--- REQUIRED WORK ---
List each line of the material below that contains the word "stethoscope".

--- RECORDS TO USE ---
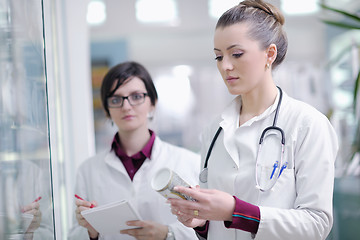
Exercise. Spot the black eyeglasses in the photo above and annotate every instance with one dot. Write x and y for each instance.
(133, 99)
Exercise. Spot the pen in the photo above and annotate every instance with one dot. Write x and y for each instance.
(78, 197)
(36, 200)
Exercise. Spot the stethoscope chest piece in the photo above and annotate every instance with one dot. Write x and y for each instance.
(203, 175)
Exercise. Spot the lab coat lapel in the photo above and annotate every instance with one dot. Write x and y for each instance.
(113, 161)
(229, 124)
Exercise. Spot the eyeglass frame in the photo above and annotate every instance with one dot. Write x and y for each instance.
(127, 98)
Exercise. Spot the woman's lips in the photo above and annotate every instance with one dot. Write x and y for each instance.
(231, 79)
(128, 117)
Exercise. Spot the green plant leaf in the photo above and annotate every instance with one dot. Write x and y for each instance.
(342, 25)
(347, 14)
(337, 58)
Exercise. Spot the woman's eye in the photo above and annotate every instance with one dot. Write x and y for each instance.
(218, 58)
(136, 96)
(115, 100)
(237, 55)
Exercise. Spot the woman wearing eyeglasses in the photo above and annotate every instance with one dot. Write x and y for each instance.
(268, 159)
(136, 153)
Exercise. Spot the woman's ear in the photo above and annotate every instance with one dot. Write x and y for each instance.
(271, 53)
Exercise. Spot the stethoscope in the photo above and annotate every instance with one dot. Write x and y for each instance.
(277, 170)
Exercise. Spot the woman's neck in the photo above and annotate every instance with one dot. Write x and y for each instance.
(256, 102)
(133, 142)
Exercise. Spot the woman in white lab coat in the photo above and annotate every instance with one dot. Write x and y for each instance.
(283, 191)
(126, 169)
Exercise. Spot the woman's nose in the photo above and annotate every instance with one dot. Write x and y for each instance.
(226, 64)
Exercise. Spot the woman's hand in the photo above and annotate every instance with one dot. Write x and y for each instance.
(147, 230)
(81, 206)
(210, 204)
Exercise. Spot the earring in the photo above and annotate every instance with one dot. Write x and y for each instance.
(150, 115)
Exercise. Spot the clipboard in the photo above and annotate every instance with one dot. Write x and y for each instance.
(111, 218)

---

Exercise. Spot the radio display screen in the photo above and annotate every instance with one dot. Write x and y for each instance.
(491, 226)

--- TASK ANSWER ---
Exercise. Spot the stethoscope chest piece in the photo above and annotate every instance with one dot. Write x and y for each instance.
Exercise. Spot the stethoscope in the photo above and annotate every instance with one dot. Write x and y for each instance.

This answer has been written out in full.